• Task prompt
Answer these from the passage about Scudder:
(a) How many years sober is Scudder in Book 7?
(b) At whose request does he take up the case of the missing young woman?
(c) What group does Eddie belong to along with Scudder?

• Source text
begin
Scudder is three years sober when we run into him again in Book 7, Out on the Cutting Edge. He's faithfully attending meetings, and even leading a few when the mood strikes him. He's also still living in his spare hotel room lodgings and with a lot more time on his hands now that he's quit the bar scene and sipping bourbon coffee by the quart. While the vapor fumes of booze no longer waft from his person, there is yet an elemental quality of loneliness that continues to seep from the pores of our favorite New Yorker.

No wonder then that he should take up the case of a missing young woman at the behest of her distraught parents, and that he should find himself taking a much closer look into the sudden death of fellow AA member Eddie. Eddie is a man who dies with dark secrets on his lips, and Scudder's spidey senses are urging him to uncover those secrets no matter what the cost.
end
• Provided material
begin
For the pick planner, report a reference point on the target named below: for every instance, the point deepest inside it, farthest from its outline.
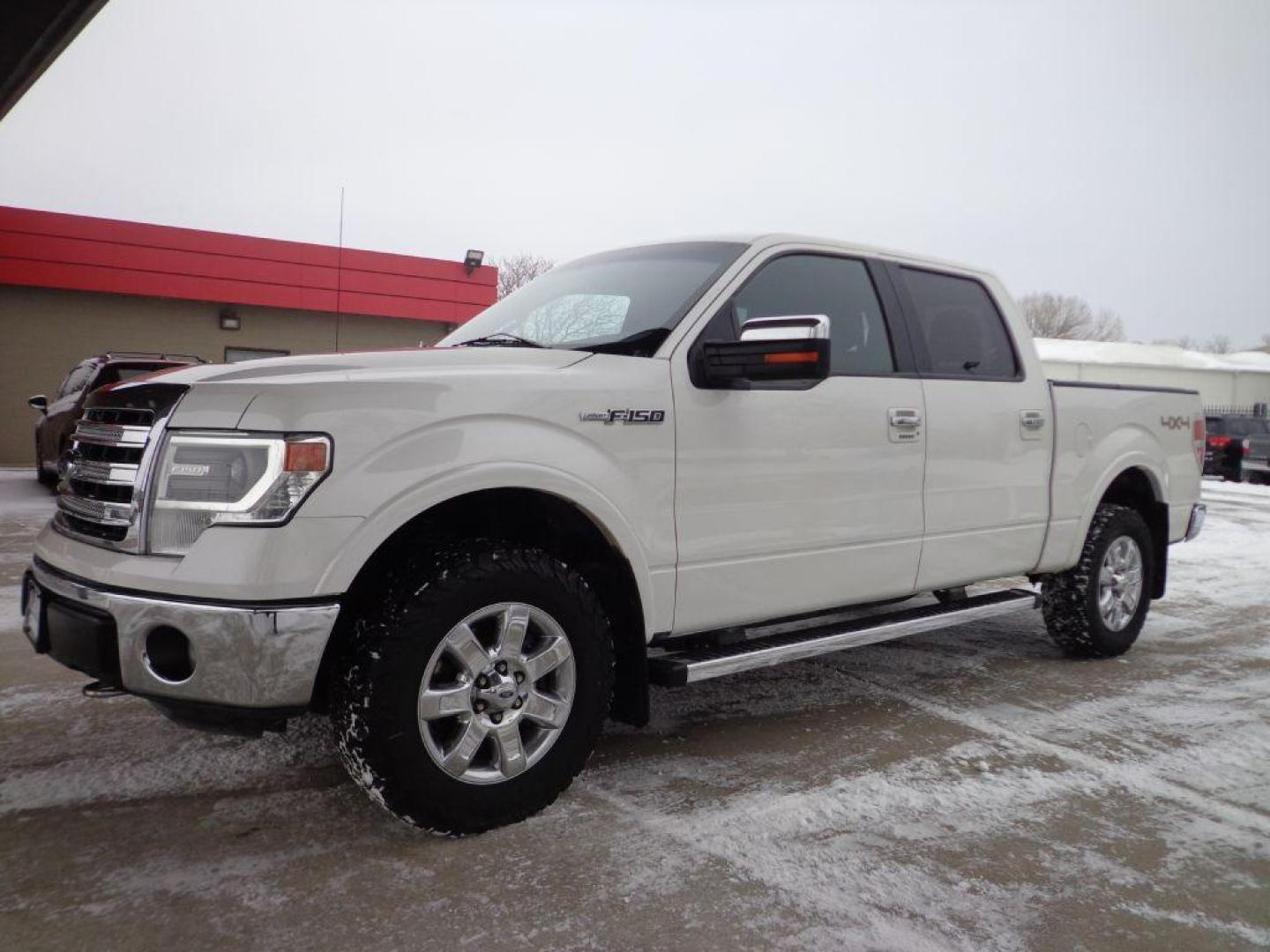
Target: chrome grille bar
end
• Task response
(a) Three years.
(b) Her distraught parents.
(c) AA.